• _What this task involves_: Find "blue jacket and record the coordinates." in the records that follow; print that line and each subsequent line through the last one, verbatim and with nothing added.
— Start Given data —
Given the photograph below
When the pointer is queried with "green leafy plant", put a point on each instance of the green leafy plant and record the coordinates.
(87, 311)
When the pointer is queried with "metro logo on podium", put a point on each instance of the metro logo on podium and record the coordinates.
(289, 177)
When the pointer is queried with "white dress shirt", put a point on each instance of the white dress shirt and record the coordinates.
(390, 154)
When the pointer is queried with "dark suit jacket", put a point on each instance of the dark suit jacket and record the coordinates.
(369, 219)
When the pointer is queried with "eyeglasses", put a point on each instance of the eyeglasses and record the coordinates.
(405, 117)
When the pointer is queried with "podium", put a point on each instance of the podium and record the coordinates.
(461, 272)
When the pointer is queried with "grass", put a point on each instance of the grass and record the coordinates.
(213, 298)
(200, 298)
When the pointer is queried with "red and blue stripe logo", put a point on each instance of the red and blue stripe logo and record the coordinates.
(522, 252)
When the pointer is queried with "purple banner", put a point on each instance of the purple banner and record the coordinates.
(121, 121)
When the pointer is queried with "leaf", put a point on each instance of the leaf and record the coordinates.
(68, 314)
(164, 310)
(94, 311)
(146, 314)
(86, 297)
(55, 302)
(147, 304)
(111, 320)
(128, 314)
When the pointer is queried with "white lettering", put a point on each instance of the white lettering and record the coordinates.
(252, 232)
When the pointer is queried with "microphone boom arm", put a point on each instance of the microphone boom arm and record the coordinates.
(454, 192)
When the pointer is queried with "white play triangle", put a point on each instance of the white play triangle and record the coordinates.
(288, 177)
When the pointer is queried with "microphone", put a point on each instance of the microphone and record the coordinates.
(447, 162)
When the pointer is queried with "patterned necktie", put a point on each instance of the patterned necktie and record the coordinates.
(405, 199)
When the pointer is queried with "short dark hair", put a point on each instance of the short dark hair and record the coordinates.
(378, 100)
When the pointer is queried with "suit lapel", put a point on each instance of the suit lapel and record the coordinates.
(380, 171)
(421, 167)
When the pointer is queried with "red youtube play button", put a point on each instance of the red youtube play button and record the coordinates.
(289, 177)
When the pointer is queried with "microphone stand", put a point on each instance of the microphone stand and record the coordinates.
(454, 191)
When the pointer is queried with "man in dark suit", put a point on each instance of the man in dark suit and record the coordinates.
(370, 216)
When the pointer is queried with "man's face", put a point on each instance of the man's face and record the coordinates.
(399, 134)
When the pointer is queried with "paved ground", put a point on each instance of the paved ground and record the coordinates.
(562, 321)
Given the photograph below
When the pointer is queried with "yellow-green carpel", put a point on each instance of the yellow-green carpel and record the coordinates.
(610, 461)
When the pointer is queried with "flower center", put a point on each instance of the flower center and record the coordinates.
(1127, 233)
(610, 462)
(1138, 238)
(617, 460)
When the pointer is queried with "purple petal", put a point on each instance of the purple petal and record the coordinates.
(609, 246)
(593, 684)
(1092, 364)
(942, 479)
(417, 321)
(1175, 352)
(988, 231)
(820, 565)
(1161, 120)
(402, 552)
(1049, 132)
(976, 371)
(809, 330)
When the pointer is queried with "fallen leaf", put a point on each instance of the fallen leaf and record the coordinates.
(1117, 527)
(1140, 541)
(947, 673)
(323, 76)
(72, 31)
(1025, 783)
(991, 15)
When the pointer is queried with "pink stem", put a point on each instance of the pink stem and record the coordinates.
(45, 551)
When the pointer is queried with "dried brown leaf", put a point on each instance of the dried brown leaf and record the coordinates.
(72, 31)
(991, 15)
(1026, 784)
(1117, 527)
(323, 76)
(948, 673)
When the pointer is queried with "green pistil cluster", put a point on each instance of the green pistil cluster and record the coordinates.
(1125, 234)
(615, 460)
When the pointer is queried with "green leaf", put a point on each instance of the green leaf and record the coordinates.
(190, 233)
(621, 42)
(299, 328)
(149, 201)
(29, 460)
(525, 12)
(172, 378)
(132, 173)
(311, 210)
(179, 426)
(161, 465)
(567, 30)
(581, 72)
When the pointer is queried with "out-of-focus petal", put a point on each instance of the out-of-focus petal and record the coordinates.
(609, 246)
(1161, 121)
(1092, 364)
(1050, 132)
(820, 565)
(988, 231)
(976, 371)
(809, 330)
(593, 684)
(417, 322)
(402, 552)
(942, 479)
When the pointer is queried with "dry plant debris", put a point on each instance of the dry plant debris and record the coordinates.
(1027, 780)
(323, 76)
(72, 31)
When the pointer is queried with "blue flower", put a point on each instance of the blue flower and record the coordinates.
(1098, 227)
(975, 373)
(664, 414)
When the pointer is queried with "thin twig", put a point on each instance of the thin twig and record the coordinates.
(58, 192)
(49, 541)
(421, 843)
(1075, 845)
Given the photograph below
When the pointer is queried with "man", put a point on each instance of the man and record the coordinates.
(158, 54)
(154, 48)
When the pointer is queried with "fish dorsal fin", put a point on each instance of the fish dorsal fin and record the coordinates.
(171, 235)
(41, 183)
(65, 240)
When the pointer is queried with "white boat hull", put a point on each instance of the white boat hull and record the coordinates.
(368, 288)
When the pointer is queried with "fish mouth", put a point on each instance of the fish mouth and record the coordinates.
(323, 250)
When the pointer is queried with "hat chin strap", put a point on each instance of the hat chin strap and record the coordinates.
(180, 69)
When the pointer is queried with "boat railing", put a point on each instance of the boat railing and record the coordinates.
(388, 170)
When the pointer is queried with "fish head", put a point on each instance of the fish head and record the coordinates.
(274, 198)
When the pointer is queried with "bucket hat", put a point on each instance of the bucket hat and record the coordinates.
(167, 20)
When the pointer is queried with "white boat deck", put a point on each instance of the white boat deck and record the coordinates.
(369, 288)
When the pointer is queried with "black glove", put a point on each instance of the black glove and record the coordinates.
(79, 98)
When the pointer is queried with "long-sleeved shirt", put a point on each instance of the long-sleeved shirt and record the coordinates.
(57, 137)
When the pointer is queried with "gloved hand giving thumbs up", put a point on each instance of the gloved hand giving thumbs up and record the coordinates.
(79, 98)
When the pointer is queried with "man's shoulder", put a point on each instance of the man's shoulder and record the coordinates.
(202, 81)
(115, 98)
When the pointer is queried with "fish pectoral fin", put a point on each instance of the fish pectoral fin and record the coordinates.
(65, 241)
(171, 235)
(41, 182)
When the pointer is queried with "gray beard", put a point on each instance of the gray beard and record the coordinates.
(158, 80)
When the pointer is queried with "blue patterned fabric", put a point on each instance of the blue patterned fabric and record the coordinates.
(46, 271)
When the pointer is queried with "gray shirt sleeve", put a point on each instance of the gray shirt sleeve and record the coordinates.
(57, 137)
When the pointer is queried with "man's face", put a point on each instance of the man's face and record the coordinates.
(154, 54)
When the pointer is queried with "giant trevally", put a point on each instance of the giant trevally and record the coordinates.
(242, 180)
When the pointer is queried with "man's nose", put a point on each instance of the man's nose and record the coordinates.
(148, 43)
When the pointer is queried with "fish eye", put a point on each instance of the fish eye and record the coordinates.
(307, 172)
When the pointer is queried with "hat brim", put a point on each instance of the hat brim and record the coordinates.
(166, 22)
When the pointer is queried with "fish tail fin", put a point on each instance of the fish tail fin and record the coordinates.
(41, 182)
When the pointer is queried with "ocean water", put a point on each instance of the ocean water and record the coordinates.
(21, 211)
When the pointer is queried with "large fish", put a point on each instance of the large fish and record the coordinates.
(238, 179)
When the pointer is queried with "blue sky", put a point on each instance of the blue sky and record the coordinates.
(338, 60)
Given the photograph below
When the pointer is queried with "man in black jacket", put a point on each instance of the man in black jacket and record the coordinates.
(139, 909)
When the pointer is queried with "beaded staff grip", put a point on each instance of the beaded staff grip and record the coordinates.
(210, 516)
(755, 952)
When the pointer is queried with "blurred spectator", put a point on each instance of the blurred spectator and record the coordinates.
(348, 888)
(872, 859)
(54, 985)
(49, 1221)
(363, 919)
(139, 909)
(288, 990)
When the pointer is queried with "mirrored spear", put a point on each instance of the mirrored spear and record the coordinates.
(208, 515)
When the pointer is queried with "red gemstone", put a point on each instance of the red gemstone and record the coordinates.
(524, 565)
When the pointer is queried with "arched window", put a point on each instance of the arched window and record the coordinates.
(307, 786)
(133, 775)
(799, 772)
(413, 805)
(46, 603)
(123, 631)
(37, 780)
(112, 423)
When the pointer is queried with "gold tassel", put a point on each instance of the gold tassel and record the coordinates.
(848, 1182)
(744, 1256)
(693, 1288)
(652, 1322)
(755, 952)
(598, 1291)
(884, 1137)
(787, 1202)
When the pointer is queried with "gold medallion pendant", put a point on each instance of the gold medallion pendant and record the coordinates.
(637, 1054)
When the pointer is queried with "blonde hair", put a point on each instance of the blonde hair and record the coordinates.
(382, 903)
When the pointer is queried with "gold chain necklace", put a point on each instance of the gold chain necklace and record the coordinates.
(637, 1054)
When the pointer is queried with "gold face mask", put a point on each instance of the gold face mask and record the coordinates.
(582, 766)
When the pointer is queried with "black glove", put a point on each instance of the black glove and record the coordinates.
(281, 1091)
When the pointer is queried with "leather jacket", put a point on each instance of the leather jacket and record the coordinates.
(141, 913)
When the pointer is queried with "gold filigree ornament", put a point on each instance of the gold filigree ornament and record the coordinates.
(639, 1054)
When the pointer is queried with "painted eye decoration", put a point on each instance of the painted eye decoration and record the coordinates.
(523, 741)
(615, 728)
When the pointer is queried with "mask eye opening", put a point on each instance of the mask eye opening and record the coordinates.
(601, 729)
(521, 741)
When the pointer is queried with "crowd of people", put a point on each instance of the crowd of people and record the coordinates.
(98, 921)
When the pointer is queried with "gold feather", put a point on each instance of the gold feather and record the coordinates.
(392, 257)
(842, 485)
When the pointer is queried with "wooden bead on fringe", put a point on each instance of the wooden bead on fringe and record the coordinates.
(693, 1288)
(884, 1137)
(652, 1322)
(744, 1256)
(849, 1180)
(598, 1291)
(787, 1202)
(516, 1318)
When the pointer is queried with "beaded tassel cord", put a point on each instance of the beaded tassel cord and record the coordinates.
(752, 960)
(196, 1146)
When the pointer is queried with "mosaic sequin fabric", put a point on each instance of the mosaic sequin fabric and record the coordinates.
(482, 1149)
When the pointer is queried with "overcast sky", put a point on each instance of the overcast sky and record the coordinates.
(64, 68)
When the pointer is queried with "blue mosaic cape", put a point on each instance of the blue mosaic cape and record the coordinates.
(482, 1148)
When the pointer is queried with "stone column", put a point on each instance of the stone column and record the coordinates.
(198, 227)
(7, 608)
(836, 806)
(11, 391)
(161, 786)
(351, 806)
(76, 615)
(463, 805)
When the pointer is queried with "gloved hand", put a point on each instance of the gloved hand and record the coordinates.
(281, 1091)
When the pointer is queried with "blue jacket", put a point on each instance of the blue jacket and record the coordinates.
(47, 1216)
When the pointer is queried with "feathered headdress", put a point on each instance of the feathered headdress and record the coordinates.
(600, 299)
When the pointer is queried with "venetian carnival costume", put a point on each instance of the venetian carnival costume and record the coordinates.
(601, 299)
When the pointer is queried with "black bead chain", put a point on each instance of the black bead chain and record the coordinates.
— End Given data —
• _Full response_:
When the pointer is queried with "blue jacket", put a point on each instance of the blue jacket and record the coordinates.
(47, 1216)
When the pointer is queried with "feathered headdress", put a point on each instance of the feathered headdress and record the coordinates.
(600, 299)
When the pointer is queried with "venetian carnival costume", put a point on each instance of the venetian carnival costume and record the coordinates.
(601, 299)
When the pointer is queried with "black bead chain", put a point on each instance of the black bead chain and record the coordinates.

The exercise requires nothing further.